◆ **Records for this task**:
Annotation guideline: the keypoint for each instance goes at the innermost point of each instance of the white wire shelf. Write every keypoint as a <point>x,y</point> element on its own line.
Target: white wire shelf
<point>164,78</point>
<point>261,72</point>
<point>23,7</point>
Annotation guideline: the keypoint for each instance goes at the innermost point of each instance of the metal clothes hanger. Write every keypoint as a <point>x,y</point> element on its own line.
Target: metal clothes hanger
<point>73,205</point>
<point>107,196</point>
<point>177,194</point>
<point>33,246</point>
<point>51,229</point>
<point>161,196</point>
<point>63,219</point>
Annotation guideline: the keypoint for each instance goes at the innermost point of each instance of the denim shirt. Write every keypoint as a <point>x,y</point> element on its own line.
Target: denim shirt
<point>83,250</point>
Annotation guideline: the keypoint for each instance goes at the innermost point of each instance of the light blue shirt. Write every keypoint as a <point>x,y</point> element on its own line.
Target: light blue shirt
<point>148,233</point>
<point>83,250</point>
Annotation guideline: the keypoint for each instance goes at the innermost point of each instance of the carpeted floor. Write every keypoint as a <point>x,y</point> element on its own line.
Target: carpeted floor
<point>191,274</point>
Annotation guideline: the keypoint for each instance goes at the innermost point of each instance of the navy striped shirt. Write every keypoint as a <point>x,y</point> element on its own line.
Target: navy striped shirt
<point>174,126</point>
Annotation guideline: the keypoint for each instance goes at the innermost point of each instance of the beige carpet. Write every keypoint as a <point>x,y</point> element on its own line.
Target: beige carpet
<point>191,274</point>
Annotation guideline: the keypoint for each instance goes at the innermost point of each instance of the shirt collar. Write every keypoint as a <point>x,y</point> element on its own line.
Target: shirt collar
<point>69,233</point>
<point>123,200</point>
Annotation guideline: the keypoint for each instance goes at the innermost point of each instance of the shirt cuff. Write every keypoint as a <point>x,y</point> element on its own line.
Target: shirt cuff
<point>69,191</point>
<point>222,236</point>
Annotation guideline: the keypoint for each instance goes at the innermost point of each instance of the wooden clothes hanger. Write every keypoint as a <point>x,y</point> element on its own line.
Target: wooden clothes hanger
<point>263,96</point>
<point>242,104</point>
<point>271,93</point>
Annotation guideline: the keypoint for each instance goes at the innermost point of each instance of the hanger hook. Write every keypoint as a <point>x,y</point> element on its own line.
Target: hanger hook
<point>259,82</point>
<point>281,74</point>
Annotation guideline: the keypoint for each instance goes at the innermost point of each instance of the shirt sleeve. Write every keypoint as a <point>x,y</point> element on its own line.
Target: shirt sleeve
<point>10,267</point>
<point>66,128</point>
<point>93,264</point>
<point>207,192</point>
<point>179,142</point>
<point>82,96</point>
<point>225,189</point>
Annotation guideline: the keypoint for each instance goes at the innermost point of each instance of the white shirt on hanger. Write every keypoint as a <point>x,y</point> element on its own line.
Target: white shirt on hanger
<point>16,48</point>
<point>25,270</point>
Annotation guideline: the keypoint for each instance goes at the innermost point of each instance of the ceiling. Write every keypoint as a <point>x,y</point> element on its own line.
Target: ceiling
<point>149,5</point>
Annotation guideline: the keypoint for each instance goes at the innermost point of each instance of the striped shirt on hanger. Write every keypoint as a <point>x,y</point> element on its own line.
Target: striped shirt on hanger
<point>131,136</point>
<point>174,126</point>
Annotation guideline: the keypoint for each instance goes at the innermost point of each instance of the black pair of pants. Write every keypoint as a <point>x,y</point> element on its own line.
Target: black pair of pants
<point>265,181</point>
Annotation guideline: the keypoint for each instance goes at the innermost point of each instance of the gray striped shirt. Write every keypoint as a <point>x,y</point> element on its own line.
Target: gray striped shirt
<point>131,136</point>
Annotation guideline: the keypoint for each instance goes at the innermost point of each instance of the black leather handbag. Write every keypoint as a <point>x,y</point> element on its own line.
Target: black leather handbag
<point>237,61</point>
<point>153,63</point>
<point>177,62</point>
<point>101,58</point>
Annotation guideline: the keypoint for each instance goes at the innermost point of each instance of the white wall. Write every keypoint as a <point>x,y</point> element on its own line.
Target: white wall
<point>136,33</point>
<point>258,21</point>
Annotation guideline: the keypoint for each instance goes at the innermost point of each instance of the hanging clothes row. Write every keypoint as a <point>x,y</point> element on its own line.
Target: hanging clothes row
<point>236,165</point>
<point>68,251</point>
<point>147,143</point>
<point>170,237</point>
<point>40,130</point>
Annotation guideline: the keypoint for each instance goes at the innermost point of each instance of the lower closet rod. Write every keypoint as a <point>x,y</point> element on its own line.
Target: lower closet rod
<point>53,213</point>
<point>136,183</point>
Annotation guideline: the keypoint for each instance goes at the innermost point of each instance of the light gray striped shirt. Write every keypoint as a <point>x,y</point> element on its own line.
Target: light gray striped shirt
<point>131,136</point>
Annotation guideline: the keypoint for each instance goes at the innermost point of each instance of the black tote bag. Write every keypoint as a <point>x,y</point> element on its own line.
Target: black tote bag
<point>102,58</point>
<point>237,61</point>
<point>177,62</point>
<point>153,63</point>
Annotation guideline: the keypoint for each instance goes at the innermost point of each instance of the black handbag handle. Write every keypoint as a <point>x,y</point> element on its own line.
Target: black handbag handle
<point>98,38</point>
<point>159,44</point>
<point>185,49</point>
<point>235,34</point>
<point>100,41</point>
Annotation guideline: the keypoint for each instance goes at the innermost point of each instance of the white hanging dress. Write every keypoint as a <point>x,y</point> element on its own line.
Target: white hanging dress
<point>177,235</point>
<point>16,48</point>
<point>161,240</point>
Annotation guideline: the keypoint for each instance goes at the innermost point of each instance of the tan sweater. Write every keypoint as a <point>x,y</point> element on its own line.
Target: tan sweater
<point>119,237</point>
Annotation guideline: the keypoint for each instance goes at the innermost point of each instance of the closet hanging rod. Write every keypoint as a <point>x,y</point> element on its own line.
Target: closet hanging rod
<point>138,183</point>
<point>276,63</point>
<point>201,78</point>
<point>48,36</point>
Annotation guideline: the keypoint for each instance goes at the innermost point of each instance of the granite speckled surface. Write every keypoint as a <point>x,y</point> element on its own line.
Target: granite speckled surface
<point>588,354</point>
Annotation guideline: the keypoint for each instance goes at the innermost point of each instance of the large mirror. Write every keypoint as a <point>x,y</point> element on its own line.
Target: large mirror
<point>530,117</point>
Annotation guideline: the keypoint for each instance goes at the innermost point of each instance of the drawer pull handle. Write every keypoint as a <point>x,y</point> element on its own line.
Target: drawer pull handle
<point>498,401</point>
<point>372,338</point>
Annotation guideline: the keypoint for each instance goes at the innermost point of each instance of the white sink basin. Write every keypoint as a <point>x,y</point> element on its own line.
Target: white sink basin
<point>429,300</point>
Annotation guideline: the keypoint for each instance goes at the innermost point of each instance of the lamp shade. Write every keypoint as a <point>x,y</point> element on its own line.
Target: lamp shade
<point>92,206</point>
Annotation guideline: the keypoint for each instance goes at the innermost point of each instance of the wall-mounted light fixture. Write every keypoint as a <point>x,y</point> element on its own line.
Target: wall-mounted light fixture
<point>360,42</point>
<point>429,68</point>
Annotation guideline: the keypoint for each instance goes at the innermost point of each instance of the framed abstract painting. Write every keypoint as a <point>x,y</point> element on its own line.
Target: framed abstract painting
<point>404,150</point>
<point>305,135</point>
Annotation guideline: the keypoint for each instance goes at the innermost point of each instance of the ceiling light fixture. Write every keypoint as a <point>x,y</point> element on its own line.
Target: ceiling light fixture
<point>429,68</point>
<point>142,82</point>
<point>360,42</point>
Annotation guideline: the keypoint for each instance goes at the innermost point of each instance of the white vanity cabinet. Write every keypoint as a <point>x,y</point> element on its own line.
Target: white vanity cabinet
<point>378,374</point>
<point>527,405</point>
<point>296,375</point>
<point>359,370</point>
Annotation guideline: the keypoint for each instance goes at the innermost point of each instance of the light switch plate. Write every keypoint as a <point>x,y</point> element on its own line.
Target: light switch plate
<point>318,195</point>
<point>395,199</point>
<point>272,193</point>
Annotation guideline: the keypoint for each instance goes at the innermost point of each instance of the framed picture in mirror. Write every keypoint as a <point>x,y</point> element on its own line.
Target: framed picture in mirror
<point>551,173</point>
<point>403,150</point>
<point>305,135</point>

◆ **Task details**: Set down precisely the lines above between the line holding "of the hanger" and the line holding "the shirt sleeve.", inclusive, and nothing beyond them.

◆ **Written response**:
Annotation guideline: the keypoint for each instance goes at the innermost point of each instance of the hanger hook. Write every keypoint as a <point>x,y</point> element on its own line.
Target: hanger hook
<point>259,82</point>
<point>281,74</point>
Annotation guideline: the keypoint for each instance goes at the innermost point of each instance of the shirt sleeve. Write every keypoint as a <point>x,y</point> element on its own line.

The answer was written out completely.